Region labeling data
------------------------------
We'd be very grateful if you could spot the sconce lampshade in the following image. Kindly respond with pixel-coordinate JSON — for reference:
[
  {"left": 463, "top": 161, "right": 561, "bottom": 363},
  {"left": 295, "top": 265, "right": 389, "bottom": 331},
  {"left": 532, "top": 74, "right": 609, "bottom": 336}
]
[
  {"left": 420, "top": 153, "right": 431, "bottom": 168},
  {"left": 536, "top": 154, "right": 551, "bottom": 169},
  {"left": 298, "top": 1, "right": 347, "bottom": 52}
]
------------------------------
WHAT YOU ARE ASKED TO DO | Rewrite the data above, substituting "wall lamp" for "sconce lampshade" and leaving everything else the same.

RESULT FOR THIS EXERCISE |
We'd be very grateful if you could spot the wall lamp in the following image. Kindly respond with pixel-coordinate JSON — for reference:
[
  {"left": 463, "top": 161, "right": 561, "bottom": 363},
  {"left": 295, "top": 265, "right": 389, "bottom": 331},
  {"left": 532, "top": 74, "right": 609, "bottom": 336}
]
[
  {"left": 420, "top": 153, "right": 431, "bottom": 168},
  {"left": 536, "top": 154, "right": 551, "bottom": 169},
  {"left": 298, "top": 1, "right": 347, "bottom": 52}
]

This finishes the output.